Job =>
Update the rows below by replacing "Kindly give" with "Please provide" wherever it appears, and leave everything else unchanged.
* start Raw records *
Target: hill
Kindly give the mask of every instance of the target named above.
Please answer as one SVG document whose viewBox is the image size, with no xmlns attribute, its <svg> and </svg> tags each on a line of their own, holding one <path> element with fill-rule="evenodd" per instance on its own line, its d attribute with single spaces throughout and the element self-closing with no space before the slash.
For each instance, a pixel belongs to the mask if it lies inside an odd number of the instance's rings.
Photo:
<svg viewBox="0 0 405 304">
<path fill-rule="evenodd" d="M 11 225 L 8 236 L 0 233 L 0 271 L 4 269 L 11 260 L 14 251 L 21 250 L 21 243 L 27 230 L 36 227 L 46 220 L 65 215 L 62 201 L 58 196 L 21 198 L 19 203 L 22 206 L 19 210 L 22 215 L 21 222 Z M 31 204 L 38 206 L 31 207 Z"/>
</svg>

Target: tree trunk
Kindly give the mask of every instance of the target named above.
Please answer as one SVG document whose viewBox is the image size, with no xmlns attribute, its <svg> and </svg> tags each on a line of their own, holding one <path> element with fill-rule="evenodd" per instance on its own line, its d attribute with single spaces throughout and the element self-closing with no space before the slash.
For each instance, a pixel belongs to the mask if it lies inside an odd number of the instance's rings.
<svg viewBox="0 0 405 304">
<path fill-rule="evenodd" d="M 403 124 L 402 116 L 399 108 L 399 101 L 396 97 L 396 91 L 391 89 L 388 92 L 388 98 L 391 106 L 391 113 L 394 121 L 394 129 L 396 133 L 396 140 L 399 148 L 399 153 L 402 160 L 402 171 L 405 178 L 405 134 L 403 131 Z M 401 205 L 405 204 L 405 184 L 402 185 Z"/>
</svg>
* end Raw records *
Complete output =>
Target: hill
Please provide the mask of every instance of the target named above.
Please answer as one SVG document whose viewBox is the image size, with no xmlns attribute, its <svg> and </svg> tags each on a line of their own, holding one <path> element with fill-rule="evenodd" per instance on its own line, its d attribute with single spaces throughout and the element self-closing with no space before the slash.
For each instance, a pixel belongs to the mask if it lies inside an odd number of the instance's rings.
Photo:
<svg viewBox="0 0 405 304">
<path fill-rule="evenodd" d="M 11 225 L 8 236 L 0 233 L 0 271 L 4 269 L 11 260 L 14 251 L 21 250 L 21 243 L 27 230 L 36 227 L 46 220 L 65 215 L 62 201 L 58 196 L 21 198 L 19 203 L 22 206 L 19 210 L 22 215 L 21 222 Z M 31 204 L 38 206 L 31 207 Z"/>
</svg>

Target: tree trunk
Please provide the mask of every instance of the target named above.
Please answer as one SVG document whose viewBox is the image size, with no xmlns attribute, its <svg> and </svg> tags each on a line of their own, holding one <path> element with fill-rule="evenodd" per instance on its own line, its d attribute with single spaces throughout and the element self-closing with no space before the slash.
For each instance, a pixel belongs to the mask if it lies inside an odd number of the instance's rings.
<svg viewBox="0 0 405 304">
<path fill-rule="evenodd" d="M 403 124 L 402 116 L 399 108 L 399 101 L 396 97 L 396 91 L 391 89 L 388 92 L 388 98 L 391 106 L 391 113 L 394 121 L 394 129 L 396 133 L 396 140 L 399 148 L 399 153 L 402 160 L 402 171 L 405 178 L 405 134 L 403 131 Z M 401 205 L 405 204 L 405 184 L 402 185 Z"/>
</svg>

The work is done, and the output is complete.